■ Document excerpt:
--------------------------------

Sole dispositive power

 

    0

   10   

Shared dispositive power

 

    178,619,900*

11  

Aggregate amount beneficially owned by each reporting person

 

    178,619,900*

12  

Check Box if the aggregate amount in Row (11) excludes certain shares  ¨

 

13  

Percent of class represented by amount in Row (11)

 

    33.4%

14  

Type of reporting person

 

    PN

 

* Represents redemption-exchange units of Brookfield Property L.P. See Item 5.


EXPLANATORY NOTE

This Amendment No. 1 to Schedule 13D is being filed to reflect the expected acquisition by Brookfield Asset Management Inc. (“BAM”) of redemption-exchange units of Property LP (as defined below) in connection with transactions by Brookfield Property Partners LP (“BPY”) and its affiliates to acquire additional interests of General Growth Properties, Inc. (“GGP”) and Rouse Properties, Inc. (“Rouse”). Information reported in the original Schedule 13D remains in effect except to the extent that it is amended or superseded by information contained in this Amendment No. 1.

 

3. Source and Amount of Funds or Other Consideration.

--------------------------------

■ Stated problem 1:
Report every line of the records that contains the string "player", matching case exactly.

■ Available records:
--------------------------------

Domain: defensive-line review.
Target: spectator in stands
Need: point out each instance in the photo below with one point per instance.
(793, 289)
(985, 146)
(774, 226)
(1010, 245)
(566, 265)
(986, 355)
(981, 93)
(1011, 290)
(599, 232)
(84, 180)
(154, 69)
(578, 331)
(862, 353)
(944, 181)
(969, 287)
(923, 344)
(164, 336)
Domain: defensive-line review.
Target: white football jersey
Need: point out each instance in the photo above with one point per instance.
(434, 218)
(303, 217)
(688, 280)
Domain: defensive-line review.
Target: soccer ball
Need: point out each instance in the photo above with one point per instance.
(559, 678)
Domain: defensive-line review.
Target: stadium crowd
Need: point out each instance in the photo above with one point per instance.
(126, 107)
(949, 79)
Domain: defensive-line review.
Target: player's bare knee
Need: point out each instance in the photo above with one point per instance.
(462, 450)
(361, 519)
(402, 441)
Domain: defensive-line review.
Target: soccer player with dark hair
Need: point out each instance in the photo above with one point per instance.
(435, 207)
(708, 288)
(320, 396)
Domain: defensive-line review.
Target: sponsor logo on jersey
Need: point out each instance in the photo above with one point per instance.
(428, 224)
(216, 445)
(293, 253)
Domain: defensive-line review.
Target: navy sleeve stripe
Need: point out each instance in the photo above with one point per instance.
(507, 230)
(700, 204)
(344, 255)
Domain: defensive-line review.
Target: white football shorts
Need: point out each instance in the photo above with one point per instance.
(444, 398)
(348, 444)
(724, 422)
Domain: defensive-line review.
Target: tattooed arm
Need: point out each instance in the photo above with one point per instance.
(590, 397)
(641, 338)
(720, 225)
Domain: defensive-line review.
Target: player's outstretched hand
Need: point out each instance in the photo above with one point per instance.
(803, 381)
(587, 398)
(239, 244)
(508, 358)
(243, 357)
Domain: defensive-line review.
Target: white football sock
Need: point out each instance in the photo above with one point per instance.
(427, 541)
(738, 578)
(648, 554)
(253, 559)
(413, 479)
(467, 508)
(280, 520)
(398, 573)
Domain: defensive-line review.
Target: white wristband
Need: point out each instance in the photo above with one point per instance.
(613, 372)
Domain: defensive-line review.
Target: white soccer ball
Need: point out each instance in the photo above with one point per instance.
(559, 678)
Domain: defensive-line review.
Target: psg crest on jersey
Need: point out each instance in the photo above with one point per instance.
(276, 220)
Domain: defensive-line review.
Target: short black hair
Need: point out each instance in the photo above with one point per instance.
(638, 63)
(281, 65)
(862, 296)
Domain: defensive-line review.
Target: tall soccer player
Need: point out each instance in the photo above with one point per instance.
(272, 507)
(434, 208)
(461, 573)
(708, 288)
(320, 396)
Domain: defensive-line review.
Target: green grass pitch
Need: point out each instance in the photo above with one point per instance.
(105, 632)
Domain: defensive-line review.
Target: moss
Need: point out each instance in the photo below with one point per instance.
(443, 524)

--------------------------------

■ Stated problem 2:
Reproduce the Schedule 13D excerpt in full, with no changes.

■ Correct answer 1:
Target: player's bare knee
Target: soccer player with dark hair
Target: player's outstretched hand
Target: tall soccer player

■ Correct answer 2:
Sole dispositive power

 

    0

   10   

Shared dispositive power

 

    178,619,900*

11  

Aggregate amount beneficially owned by each reporting person

 

    178,619,900*

12  

Check Box if the aggregate amount in Row (11) excludes certain shares  ¨

 

13  

Percent of class represented by amount in Row (11)

 

    33.4%

14  

Type of reporting person

 

    PN

 

* Represents redemption-exchange units of Brookfield Property L.P. See Item 5.


EXPLANATORY NOTE

This Amendment No. 1 to Schedule 13D is being filed to reflect the expected acquisition by Brookfield Asset Management Inc. (“BAM”) of redemption-exchange units of Property LP (as defined below) in connection with transactions by Brookfield Property Partners LP (“BPY”) and its affiliates to acquire additional interests of General Growth Properties, Inc. (“GGP”) and Rouse Properties, Inc. (“Rouse”). Information reported in the original Schedule 13D remains in effect except to the extent that it is amended or superseded by information contained in this Amendment No. 1.

 

3. Source and Amount of Funds or Other Consideration.